PASSAGE TO READ:

================

We suppose \(\frac{1}{\sqrt{2}}|1,2\rangle _1|1,3\rangle _2=|a\rangle \) and \(\frac{1}{\sqrt{2}}|1,3\rangle _1|1,2\rangle _2=|b\rangle \). Then we have \(|\varPsi \rangle = |a\rangle +|b\rangle \) and \(|\varPsi ^-\rangle = |a\rangle -|b\rangle \).

$$\begin{aligned} \begin{array}{l} (SC^I)^{t'}|\varPsi \rangle = (SC^I)^{t'}|a\rangle +(SC^I)^{t'}|b\rangle =|a'\rangle +|b'\rangle \\ (SC^I)^{t'}|\varPsi ^-\rangle = (SC^I)^{t'}|a\rangle -(SC^I)^{t'}|b\rangle = |a'\rangle -|b'\rangle \end{array} \end{aligned}$$
(32)

where \(|a'\rangle = (SC^I)^{t'}|a\rangle \) and \(|b'\rangle = (SC^I)^{t'}|b\rangle \). From Eqs. (31) and (32), we have

$$\begin{aligned} \begin{array}{rl} \langle \varPsi ^-|(SC^I)^t|\varPsi \rangle = &{}(\langle a'|- \langle b'|)C^{I\dag }(|a'\rangle +|b'\rangle )\\ = &{} \langle a'|C^{I\dag }|a'\rangle + \langle a'|C^I|b'\rangle -\langle b'|C^{I\dag }|a'\rangle \\ &{} - \langle b'|C^{I\dag }|b'\rangle \ \ \text{ For } C^I=C^{I\dag } \\ = &{} \langle a'|C^{I\dag }|a'\rangle - \langle b'|C^{I\dag }|b'\rangle \ \ \ \ \text{ For } \langle a'|C^I|b'\rangle = \langle b'|C^{I\dag }|a'\rangle \end{array} \end{aligned}$$
(33)

Because of the symmetry of glued-tree (see Fig. 1), we can verify that \(\langle a'|C^{I\dag }|a'\rangle = \langle b'|C^{I\dag }|b'\rangle \). So we conclude that

$$\begin{aligned} \langle \varPsi ^-|(SC^I)^t|\varPsi \rangle =0 \end{aligned}$$
(34)

================

WHAT YOU NEED TO DO:
A. List every equation number mentioned in the glued-tree derivation above.
B. Please state what property, according to the glued-tree derivation, lets one verify that ⟨a'|C^{I†}|a'⟩ equals ⟨b'|C^{I†}|b'⟩.

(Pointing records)
================

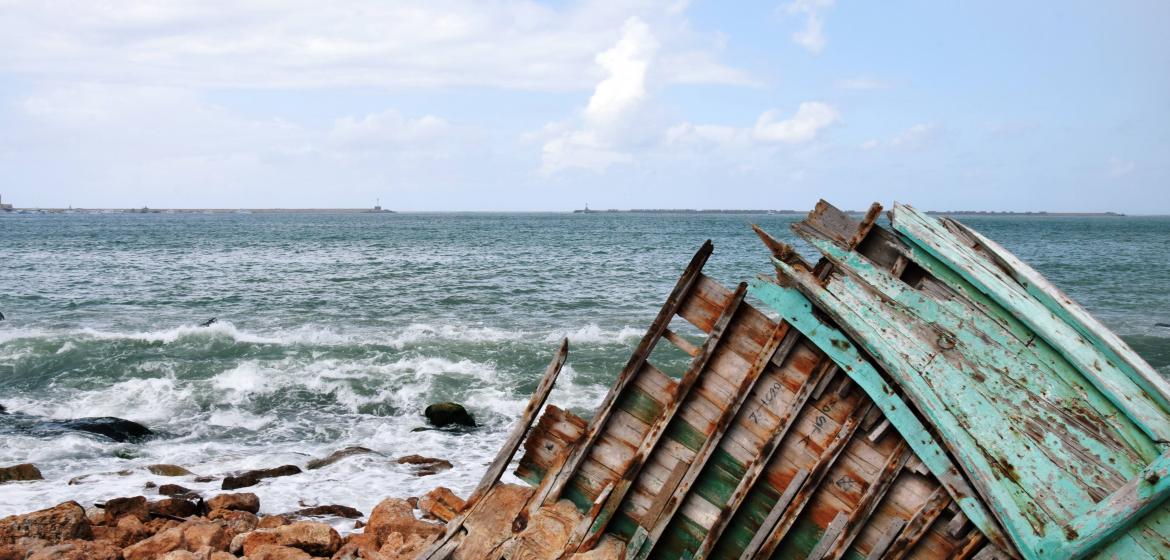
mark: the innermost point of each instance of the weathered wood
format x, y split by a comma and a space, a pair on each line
652, 437
550, 493
503, 456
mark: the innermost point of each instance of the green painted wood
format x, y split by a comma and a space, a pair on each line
796, 309
1116, 384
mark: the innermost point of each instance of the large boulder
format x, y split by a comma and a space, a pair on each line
64, 522
253, 477
26, 471
337, 456
239, 502
444, 414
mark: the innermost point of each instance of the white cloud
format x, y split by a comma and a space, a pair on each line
302, 43
812, 36
810, 119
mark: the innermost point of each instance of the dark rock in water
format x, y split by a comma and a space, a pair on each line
425, 465
250, 478
332, 510
444, 414
117, 429
337, 456
26, 471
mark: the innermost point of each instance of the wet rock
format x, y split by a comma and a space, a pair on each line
167, 470
57, 524
337, 456
440, 504
315, 538
136, 506
250, 478
117, 429
444, 414
174, 507
155, 546
174, 490
276, 552
238, 502
332, 510
425, 465
26, 471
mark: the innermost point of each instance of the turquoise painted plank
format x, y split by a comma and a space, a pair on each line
797, 310
1013, 375
927, 233
1080, 319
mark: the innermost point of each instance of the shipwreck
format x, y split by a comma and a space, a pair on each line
917, 392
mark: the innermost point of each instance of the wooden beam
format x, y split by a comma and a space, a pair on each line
663, 420
504, 456
556, 486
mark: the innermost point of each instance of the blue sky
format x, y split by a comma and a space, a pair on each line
473, 105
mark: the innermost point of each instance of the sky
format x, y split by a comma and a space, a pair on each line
522, 105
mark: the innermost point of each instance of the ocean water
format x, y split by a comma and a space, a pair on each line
338, 330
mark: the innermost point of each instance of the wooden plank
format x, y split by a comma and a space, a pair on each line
796, 309
504, 455
552, 492
917, 526
598, 524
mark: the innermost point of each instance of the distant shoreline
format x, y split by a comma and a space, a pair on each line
635, 211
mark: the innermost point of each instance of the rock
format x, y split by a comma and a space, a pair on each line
167, 470
78, 550
198, 534
136, 506
332, 510
174, 507
253, 477
337, 456
64, 522
26, 471
442, 414
315, 538
117, 429
239, 502
276, 552
425, 465
441, 504
155, 546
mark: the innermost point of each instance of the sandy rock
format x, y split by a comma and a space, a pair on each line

================

ANSWERS BY TASK:
A. (31), (32), (33), (34)

B. The symmetry of the glued tree.